» GIVEN INSTRUCTION A
Answer each question below using the message.
(i) Besides adb, which debuggers does the reply say could also produce a disassembly?
(ii) Which tape does the reply suggest looking at for a full disassembly?
(iii) Which compiler did the Cooper Union folks port to V6?

» TEXT
[TUHS] Disassemblers

Clem Cole clemc at ccc.com
Sun Jun 20 01:54:15 AEST 2021


On Sat, Jun 19, 2021 at 11:05 AM Henry Bent <henry.r.bent at gmail.com> wrote:

> From what I can gather the only way to reasonably examine the disassembly
> of a program in the early days of Unix was adb.  Is this true?
>
>From Research, yes - although sdb and later dbx could do it also I think.



> Was there a way to easily produce a full disassembly?
>
Yes, look at the contents in the early USENIX (Harvard) tape.  IIRC: Along
with the macro-11 assembler and linker, there was also a disassembler -- I
want to say it was done at Cooper Union, but it may have been
someone else[The CU folks got the DEC PDP-10 BLISS binary to run on an
emulator 'good enough' on their 11/45 to they could 'port' the DEC Fortran
compiler to V6.  They used/built up PDP-11 tools to support that project].

» GIVEN INSTRUCTION B
Locate every line in the entries that contains the string "tennis", matching case exactly, and copy each of those lines.

» MATERIAL FOR THIS TASK
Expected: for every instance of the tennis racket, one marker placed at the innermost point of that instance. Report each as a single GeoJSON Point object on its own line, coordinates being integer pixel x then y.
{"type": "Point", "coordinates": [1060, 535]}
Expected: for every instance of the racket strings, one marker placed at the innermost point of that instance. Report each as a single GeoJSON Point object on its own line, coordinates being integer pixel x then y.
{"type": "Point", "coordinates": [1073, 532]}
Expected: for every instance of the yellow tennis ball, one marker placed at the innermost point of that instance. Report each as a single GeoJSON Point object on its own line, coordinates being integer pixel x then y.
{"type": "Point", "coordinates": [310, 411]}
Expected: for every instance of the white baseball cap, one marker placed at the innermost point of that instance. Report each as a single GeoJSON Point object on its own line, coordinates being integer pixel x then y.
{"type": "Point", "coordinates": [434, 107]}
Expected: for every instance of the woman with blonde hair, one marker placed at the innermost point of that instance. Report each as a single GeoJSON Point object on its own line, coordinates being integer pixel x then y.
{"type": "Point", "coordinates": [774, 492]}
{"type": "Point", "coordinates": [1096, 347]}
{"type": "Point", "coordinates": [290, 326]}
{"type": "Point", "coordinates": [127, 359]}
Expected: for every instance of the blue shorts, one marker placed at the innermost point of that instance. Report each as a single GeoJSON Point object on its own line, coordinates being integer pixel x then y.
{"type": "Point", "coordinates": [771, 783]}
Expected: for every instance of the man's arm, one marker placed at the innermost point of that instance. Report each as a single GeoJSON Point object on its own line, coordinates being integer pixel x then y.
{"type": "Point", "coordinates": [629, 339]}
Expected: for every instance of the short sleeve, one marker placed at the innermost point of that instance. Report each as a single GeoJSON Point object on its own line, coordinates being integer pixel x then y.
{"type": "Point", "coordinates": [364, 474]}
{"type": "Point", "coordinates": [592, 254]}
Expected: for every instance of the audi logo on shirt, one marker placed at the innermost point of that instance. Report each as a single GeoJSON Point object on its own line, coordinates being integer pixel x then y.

» ANSWER A
(i) sdb and, later, dbx.
(ii) The early USENIX (Harvard) tape.
(iii) The DEC Fortran compiler.

» ANSWER B
Expected: for every instance of the tennis racket, one marker placed at the innermost point of that instance. Report each as a single GeoJSON Point object on its own line, coordinates being integer pixel x then y.
Expected: for every instance of the yellow tennis ball, one marker placed at the innermost point of that instance. Report each as a single GeoJSON Point object on its own line, coordinates being integer pixel x then y.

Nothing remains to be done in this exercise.